Set exercise: Copy each of the following lines word for word, leaving out the pictures.

Extracted data:

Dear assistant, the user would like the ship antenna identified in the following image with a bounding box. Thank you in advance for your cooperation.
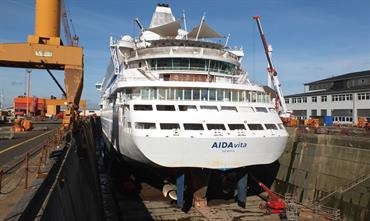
[195,13,206,41]
[182,10,188,40]
[224,34,230,48]
[135,18,144,33]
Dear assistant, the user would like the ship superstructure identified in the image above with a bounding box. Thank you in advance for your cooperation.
[97,4,288,207]
[99,5,288,169]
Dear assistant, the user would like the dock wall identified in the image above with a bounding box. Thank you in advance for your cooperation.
[5,120,105,221]
[41,122,104,221]
[274,128,370,221]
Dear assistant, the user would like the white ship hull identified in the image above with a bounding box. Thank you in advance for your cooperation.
[102,96,288,169]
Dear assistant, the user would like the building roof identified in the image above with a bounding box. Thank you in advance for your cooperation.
[285,70,370,98]
[304,70,370,85]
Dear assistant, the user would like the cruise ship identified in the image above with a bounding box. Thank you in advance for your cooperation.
[97,4,288,206]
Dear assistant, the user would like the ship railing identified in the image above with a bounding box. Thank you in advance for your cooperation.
[130,46,239,61]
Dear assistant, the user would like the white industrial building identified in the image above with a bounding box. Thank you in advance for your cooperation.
[285,70,370,124]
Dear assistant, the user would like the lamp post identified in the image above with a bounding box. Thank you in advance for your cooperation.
[26,69,32,117]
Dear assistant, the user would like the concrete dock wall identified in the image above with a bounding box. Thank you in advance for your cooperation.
[41,122,104,221]
[275,129,370,221]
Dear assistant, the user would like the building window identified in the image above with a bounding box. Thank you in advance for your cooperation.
[321,95,328,102]
[311,110,317,116]
[357,93,370,100]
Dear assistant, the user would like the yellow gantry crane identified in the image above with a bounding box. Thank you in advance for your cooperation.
[0,0,84,128]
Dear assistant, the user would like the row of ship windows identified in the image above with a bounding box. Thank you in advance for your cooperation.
[285,93,370,104]
[128,122,284,130]
[129,104,276,113]
[121,87,271,103]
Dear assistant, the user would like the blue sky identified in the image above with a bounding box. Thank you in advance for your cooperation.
[0,0,370,105]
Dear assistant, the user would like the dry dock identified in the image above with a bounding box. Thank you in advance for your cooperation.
[3,118,369,221]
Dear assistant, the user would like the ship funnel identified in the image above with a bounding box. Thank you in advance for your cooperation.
[149,4,175,28]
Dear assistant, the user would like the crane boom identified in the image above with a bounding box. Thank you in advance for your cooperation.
[60,0,78,46]
[253,16,289,114]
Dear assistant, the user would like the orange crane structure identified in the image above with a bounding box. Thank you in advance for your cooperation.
[0,0,84,128]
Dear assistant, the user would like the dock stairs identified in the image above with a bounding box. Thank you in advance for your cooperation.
[319,173,370,202]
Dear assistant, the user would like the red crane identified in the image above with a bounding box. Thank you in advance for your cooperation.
[253,16,290,118]
[251,176,286,214]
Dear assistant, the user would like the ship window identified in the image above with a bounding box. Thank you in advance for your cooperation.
[201,88,208,101]
[265,124,277,130]
[248,124,263,130]
[207,124,226,130]
[159,123,180,130]
[228,124,245,130]
[179,105,197,111]
[135,122,155,129]
[200,105,218,111]
[175,88,184,100]
[269,107,276,113]
[166,88,175,100]
[193,88,200,100]
[134,104,153,111]
[184,89,191,100]
[158,88,166,100]
[157,105,175,111]
[225,90,231,101]
[238,106,254,112]
[217,89,224,101]
[221,106,238,112]
[209,89,216,101]
[256,107,267,113]
[184,124,204,130]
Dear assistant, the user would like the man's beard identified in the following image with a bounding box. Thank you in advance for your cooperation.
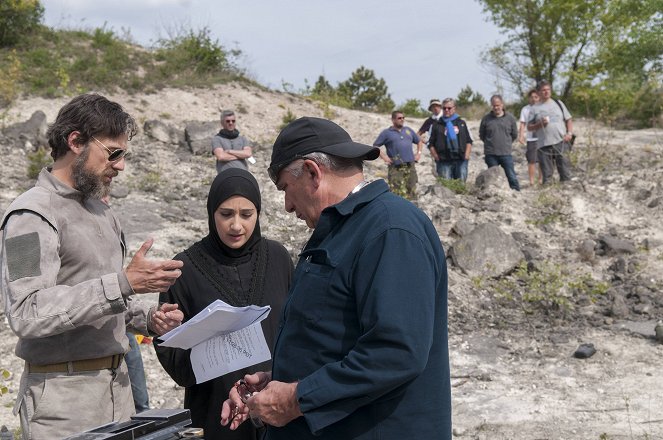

Task response:
Dear assistant, the user would like the ship antenna identified in the following image with a bounding box. Thank you in advance for your cooperation.
[195,13,206,41]
[182,10,188,40]
[224,34,230,48]
[135,18,144,33]
Dear assistant, the user would like the ship superstructure identified in the image above with a bounding box. Thank you in advance for your cooperation.
[97,4,288,207]
[99,5,288,169]
Dear assistant, the user would like the dock wall identified in the image above with a bounding box. Thank you in advance for your cooperation.
[5,120,105,221]
[41,122,104,221]
[274,128,370,221]
Dear assistant, the user would like the white ship hull identified in the image above with a bounding box. Thank you in advance for your cooperation.
[102,96,288,169]
Dear assistant, the user would like the building roof identified in the image above with a bounding box. Thank you in advance for your cooperation.
[285,70,370,98]
[304,70,370,85]
Dear assistant, the user would like the cruise ship identified in the image above with a bounding box. Thank you in advance for your cooperation.
[97,4,288,206]
Dear assistant, the user would like the ship railing identified in the image above with a bounding box. Thank you in advance for your cooperation.
[130,46,239,61]
Dear assistant, the user would like the white industrial building identified in the image above with a bounding box. Thank you in advance for your cooperation.
[285,70,370,124]
Dear assistant, the user would like the lamp post identified in the image above with a bounding box. Thank you in advance for your cooperation.
[26,69,32,117]
Dear assistant, the user would like the concrete dock wall identified in the image above with a bounding box. Thank you in advance for your cooperation.
[41,122,104,221]
[275,129,370,221]
Dear assistant, the user would like the building window identified in the image above with a bounding box. Thank you in advance for your cooperation.
[321,95,328,102]
[311,110,317,116]
[357,93,370,100]
Dear assistant, the user would like the yellow gantry crane identified in the image above with a bounding box. Thank you in advance for your cooperation.
[0,0,84,128]
Dear assistant, the user would like the row of ship windows identified in the image above with a bounding box. Thank you in advance for your cooperation.
[285,93,370,104]
[128,122,284,130]
[129,104,276,113]
[121,87,271,103]
Dear assistant, the user would like the blue sky identified in the image above with a bounding box. Thank you in advance for your cooperation.
[0,0,370,105]
Dear assistant, the user would like the dry dock identified in the image above with a bounding box. Thank you in advance for your cooperation.
[3,118,369,221]
Dear assistant, the user would like the ship funnel identified in the image above with a bounding box. Thank you in advance for your cooperation.
[149,4,175,28]
Dear assistant, the user would like the crane boom identified in the image above with a bounding box. Thank you in advance for your cooperation.
[60,0,78,46]
[253,16,289,114]
Dear assistant, the user would like the orange crane structure identified in the image above with a bounding box. Thank you in advance for your cooperation.
[0,0,84,128]
Dear assistant, the user would like the dock stairs identified in the image above with a bounding box. Thank you in advance for your cooperation.
[319,173,370,202]
Dear assistant, the user would like the red crane identified in the image above with a bounding box. Thank you in advance for your cooperation.
[253,16,290,118]
[251,176,286,214]
Dear assistant, the user would like the ship window identified in the image above with a bounding box. Thank you in advance for your cooperation.
[201,88,208,101]
[265,124,277,130]
[248,124,263,130]
[207,124,226,130]
[159,123,180,130]
[228,124,245,130]
[179,105,197,111]
[135,122,155,129]
[200,105,218,111]
[175,88,184,100]
[269,107,276,113]
[166,88,175,100]
[193,88,200,100]
[134,104,153,111]
[184,89,191,100]
[158,88,166,100]
[157,105,175,111]
[225,90,231,101]
[238,106,254,112]
[217,89,224,101]
[221,106,238,112]
[209,89,216,101]
[256,107,267,113]
[184,124,204,130]
Dear assistant, the user would like the man's beard identified in the following image with a bounding box. Thank you in advance for your cooperation.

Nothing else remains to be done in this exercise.